(Source data)
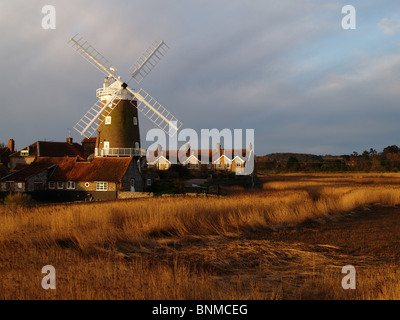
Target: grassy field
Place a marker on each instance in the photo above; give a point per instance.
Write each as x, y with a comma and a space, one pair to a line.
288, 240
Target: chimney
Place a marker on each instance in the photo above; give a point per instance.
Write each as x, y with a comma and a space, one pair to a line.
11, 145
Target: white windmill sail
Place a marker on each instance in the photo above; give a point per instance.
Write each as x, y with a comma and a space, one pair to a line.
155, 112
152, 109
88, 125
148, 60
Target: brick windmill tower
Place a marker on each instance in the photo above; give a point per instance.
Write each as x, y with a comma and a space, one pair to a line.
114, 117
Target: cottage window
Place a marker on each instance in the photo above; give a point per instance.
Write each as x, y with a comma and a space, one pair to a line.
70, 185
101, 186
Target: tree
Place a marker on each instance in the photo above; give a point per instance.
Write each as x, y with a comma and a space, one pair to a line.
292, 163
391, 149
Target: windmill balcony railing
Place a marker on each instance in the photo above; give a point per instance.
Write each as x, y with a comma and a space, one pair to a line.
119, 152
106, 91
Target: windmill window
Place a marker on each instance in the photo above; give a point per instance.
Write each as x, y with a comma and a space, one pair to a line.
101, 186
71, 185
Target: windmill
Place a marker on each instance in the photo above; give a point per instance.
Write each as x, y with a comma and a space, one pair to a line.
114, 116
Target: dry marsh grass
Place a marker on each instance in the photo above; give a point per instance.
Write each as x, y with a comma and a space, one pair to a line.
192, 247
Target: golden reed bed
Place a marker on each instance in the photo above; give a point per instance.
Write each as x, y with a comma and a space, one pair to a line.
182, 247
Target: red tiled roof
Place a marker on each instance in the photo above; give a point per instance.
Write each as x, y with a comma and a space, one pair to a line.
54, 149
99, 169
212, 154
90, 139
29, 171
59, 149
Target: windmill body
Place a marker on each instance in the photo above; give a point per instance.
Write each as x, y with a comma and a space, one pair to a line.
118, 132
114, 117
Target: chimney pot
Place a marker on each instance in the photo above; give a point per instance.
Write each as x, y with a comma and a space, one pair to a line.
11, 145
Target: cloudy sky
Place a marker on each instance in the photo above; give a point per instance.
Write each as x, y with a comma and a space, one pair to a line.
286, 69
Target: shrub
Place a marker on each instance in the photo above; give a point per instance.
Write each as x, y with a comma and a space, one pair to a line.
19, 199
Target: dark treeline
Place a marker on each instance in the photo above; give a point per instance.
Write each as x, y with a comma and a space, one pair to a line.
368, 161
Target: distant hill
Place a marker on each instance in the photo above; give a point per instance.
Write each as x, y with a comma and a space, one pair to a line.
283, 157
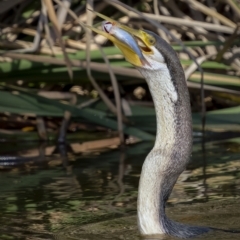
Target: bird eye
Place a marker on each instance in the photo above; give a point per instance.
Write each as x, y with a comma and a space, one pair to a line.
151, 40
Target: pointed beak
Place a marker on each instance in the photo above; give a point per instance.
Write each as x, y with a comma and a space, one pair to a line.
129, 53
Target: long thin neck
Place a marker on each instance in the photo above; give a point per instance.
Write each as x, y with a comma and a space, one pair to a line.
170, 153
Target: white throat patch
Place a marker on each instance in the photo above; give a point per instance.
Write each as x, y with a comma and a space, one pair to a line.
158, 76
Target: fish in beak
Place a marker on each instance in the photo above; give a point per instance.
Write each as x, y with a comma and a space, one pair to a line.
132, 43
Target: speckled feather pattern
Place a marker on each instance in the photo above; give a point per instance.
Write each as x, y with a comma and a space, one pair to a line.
--
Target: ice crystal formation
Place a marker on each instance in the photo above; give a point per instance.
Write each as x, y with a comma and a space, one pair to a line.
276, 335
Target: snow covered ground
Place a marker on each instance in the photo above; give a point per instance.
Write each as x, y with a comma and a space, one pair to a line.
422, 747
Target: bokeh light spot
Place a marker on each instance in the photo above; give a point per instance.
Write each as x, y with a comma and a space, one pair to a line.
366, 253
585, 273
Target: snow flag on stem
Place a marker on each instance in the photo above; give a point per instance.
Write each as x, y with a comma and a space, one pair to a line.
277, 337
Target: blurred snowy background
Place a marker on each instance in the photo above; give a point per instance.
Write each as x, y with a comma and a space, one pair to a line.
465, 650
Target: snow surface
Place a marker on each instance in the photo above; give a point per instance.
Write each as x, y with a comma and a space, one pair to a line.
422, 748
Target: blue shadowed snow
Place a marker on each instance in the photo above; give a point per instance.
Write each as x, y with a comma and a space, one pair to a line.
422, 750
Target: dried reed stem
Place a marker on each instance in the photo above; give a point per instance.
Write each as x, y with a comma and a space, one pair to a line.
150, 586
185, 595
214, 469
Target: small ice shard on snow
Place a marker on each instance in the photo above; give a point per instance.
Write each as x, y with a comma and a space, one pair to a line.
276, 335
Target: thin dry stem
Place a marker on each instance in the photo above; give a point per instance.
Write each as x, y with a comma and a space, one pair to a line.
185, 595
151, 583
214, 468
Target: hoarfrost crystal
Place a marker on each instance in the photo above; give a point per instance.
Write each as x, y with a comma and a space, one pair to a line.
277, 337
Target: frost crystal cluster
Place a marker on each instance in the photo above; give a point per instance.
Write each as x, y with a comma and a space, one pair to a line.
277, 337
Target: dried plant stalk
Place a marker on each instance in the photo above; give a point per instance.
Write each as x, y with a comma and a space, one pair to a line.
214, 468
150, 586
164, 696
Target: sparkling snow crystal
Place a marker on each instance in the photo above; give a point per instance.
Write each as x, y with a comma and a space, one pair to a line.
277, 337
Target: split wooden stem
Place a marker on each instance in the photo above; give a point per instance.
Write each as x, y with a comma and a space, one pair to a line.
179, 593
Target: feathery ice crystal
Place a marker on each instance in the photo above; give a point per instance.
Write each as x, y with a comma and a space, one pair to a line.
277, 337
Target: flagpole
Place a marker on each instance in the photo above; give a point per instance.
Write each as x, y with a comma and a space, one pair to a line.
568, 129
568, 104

## Exercise requirements
How many lines in the material above contain the string "thin", counting case as significant? Reply with only the number.

## Result below
2